- [Source document]

+++

Either-Or Topology is Topology
Jump to navigation
Jump to search
Theorem
Let $T = \struct {S, \tau}$ be the either-or topology.
Then $\tau$ is a topology on $T$.
Proof
Open Set Axiom $\paren {\text O 1 }$: Union of Open Sets
Let $\UU \subseteq \tau$.
Then either:
- $\forall U \in \UU: \set 0 \nsubseteq U$ in which case $\set 0 \nsubseteq \bigcup \UU$
or:
- $\exists U \in \UU: \openint {-1} 1 \subseteq U$ in which case $\openint {-1} 1 \subseteq \bigcup \UU$
In both cases:
- $\ds \bigcup \UU \in \tau$
Note that:
- $\set 0 \nsubseteq U \implies \openint {-1} 1 \nsubseteq U$
so there does not exist the confusion of what happens if the conditions are contradictory.
$\Box$
Open Set Axiom $\paren {\text O 2 }$: Pairwise Intersection of Open Sets
Let $U_1, U_2 \in \tau$.

+++

- [Information supplied]
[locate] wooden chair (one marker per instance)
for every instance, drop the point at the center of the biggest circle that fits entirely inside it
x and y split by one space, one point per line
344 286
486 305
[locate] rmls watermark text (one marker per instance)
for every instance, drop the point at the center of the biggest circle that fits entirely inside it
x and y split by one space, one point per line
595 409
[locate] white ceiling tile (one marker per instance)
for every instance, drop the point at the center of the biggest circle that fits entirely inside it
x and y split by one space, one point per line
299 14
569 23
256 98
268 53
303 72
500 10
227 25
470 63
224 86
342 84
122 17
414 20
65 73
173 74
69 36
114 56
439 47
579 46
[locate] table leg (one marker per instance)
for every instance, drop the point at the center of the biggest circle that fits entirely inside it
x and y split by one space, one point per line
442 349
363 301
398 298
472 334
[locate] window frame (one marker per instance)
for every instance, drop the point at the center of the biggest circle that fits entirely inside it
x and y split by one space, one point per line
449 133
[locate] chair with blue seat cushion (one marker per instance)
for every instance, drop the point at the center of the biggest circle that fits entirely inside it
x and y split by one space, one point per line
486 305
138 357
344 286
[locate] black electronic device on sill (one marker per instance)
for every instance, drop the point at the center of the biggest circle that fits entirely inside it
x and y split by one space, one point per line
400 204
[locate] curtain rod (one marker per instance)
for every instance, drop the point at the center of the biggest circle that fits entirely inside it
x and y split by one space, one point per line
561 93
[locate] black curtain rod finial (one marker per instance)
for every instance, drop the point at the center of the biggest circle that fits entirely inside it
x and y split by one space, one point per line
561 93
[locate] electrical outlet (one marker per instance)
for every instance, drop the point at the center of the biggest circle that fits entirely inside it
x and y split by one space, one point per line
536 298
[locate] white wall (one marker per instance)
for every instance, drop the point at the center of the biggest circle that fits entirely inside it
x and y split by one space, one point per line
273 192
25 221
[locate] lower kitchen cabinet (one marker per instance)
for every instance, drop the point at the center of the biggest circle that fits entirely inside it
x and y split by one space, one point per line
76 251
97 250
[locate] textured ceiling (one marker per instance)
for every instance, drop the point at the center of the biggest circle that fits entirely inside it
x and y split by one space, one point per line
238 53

+++

- [Requirement] In the either-or topology proof, why does the part on the union of open sets add the remark that starts "Note that:"? Answer in one to three sentences. The records have no connection to the either-or topology proof.

- [Final result] The remark states that if {0} is not a subset of U, then the open interval (−1, 1) is not a subset of U either. Because of this, the proof says there is no confusion about what happens if the two conditions on the union are contradictory.